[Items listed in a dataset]
========================================================================

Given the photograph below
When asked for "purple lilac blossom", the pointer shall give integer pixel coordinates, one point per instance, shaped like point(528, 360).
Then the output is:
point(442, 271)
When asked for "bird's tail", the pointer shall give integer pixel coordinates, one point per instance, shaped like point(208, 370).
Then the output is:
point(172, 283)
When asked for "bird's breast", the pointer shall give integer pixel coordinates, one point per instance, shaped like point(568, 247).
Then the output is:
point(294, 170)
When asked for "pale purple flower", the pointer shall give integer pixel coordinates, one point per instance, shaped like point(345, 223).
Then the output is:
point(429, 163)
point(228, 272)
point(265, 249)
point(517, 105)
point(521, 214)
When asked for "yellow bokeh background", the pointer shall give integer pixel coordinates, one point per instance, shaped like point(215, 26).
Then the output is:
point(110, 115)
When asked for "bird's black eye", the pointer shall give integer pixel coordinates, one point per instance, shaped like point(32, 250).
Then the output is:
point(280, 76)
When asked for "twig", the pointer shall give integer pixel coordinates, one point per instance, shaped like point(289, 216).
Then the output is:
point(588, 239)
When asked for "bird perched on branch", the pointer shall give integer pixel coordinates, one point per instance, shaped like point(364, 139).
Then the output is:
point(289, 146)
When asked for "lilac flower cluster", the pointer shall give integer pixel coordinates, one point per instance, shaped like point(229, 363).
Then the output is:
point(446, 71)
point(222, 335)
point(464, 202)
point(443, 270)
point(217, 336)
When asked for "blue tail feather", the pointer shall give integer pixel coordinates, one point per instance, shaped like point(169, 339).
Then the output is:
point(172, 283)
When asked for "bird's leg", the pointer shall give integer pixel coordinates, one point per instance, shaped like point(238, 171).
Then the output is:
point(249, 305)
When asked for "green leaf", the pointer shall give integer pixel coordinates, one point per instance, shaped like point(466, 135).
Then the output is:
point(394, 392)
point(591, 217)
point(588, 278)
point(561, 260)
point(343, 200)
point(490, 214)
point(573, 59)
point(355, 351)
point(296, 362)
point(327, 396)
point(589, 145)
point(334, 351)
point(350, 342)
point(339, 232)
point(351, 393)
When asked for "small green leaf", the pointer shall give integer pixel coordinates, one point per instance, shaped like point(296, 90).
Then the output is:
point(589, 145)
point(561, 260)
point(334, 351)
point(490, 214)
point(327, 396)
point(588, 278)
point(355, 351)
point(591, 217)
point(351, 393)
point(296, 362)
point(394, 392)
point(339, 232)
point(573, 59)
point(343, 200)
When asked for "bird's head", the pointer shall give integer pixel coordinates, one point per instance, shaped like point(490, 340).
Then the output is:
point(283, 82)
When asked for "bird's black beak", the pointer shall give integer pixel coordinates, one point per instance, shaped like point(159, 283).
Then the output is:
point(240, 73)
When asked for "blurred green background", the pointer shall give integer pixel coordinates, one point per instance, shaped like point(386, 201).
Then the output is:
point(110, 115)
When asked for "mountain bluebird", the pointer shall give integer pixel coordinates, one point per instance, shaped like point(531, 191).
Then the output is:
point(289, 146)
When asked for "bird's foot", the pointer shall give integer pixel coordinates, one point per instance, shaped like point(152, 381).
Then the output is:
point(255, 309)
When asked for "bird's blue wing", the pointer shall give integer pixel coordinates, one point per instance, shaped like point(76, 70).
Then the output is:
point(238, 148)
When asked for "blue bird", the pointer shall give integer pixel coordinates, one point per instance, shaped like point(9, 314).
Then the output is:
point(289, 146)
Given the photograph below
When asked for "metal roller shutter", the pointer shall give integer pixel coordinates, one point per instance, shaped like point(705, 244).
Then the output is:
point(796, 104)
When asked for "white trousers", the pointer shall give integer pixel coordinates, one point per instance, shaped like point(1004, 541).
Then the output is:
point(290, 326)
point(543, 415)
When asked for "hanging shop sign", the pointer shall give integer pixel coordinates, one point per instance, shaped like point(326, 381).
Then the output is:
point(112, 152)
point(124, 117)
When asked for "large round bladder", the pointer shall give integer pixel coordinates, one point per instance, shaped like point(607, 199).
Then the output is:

========================================================================

Render every item above as a numbered list, omitting any blank lines.

**RESPONSE TO THE EXERCISE:**
1. Given the photograph below
2. When asked for "purple lilac blossom", the pointer shall give integer pixel coordinates, one point per instance, shaped like point(528, 360).
3. Then the output is:
4. point(442, 271)
5. When asked for "bird's tail", the pointer shall give integer pixel coordinates, one point per instance, shaped like point(208, 370).
6. Then the output is:
7. point(172, 283)
8. When asked for "bird's breast", the pointer shall give integer pixel coordinates, one point per instance, shaped like point(568, 247).
9. Then the output is:
10. point(294, 170)
11. When asked for "pale purple flower", the pointer shall give integer pixel coordinates, one point per instance, shaped like point(345, 223).
12. Then the output is:
13. point(429, 163)
14. point(228, 272)
15. point(265, 249)
16. point(517, 105)
17. point(521, 214)
18. When asked for "yellow bokeh background", the pointer shall give integer pixel coordinates, one point per instance, shaped like point(215, 26).
19. Then the output is:
20. point(110, 115)
21. When asked for "bird's black eye", the pointer shall give integer pixel coordinates, one point per instance, shaped like point(32, 250).
22. Then the output is:
23. point(280, 76)
24. When asked for "twig", the pointer shall give integer pixel coordinates, one point per instance, shaped like point(289, 216).
25. Then the output is:
26. point(588, 239)
27. When asked for "bird perched on branch", the pointer shall give integer pixel coordinates, one point per instance, shaped like point(364, 139).
28. Then the output is:
29. point(289, 146)
30. When asked for "lilac flower cluster", the pointer shall give integer pixel coordinates, one point per instance, shaped like point(229, 363).
31. Then the output is:
32. point(446, 71)
33. point(222, 335)
34. point(464, 202)
35. point(443, 270)
36. point(217, 336)
37. When asked for "blue tail feather", the pointer shall give integer pixel coordinates, one point per instance, shaped like point(169, 339).
38. Then the output is:
39. point(172, 283)
40. When asked for "bird's leg", the pointer shall give integer pixel coordinates, one point per instance, shaped like point(238, 171).
41. Then the output is:
42. point(249, 305)
43. When asked for "green leaf", the pointer shall give integer pixel coordinates, one point per instance, shaped like point(466, 135).
44. Then the output is:
45. point(394, 392)
46. point(591, 217)
47. point(588, 278)
48. point(561, 260)
49. point(343, 200)
50. point(490, 214)
51. point(573, 59)
52. point(355, 351)
53. point(296, 362)
54. point(327, 396)
55. point(589, 145)
56. point(334, 351)
57. point(350, 342)
58. point(339, 232)
59. point(351, 393)
60. When asked for "small green leaf", the pointer shall give integer pixel coordinates, one point per instance, shaped like point(296, 90).
61. Then the output is:
62. point(589, 145)
63. point(561, 260)
64. point(334, 351)
65. point(490, 214)
66. point(327, 396)
67. point(588, 278)
68. point(355, 351)
69. point(591, 217)
70. point(351, 393)
71. point(296, 362)
72. point(394, 392)
73. point(339, 232)
74. point(573, 59)
75. point(343, 200)
76. When asked for "bird's head", the pointer shall give integer pixel coordinates, one point per instance, shaped like point(490, 340).
77. Then the output is:
78. point(283, 82)
79. When asked for "bird's black beak", the pointer shall give integer pixel coordinates, one point per instance, shaped like point(159, 283).
80. Then the output is:
81. point(240, 73)
82. When asked for "blurred green background", the pointer shall give integer pixel coordinates, one point per instance, shaped like point(386, 201).
83. Then the output is:
84. point(110, 115)
85. When asked for "mountain bluebird", the pointer shall give integer pixel coordinates, one point per instance, shaped like point(531, 191).
86. Then the output is:
87. point(289, 146)
88. When asked for "bird's foot", the pointer shall give integer pixel coordinates, one point per instance, shaped like point(152, 381).
89. Then the output is:
90. point(255, 309)
91. When asked for "bird's blue wing", the pointer shall give integer pixel coordinates, one point per instance, shaped like point(76, 70).
92. Then the output is:
93. point(238, 148)
94. When asked for "blue bird", the pointer shall give integer pixel coordinates, one point per instance, shaped like point(9, 314).
95. Then the output is:
96. point(289, 146)
97. Given the photograph below
98. When asked for "metal roller shutter", the pointer shall give integer pixel coordinates, one point per instance, shaped like point(705, 244).
99. Then the output is:
100. point(796, 104)
101. When asked for "white trousers", the pointer shall give integer pixel coordinates, one point per instance, shaped like point(1004, 541).
102. Then the output is:
103. point(290, 326)
104. point(543, 415)
105. When asked for "hanging shop sign", the pointer shall give integer pixel coordinates, one point per instance, shaped like point(326, 381).
106. Then the output is:
107. point(112, 152)
108. point(124, 117)
109. When asked for "large round bladder", the pointer shall give integer pixel coordinates, one point per instance, shaped like point(607, 199).
110. Then the output is:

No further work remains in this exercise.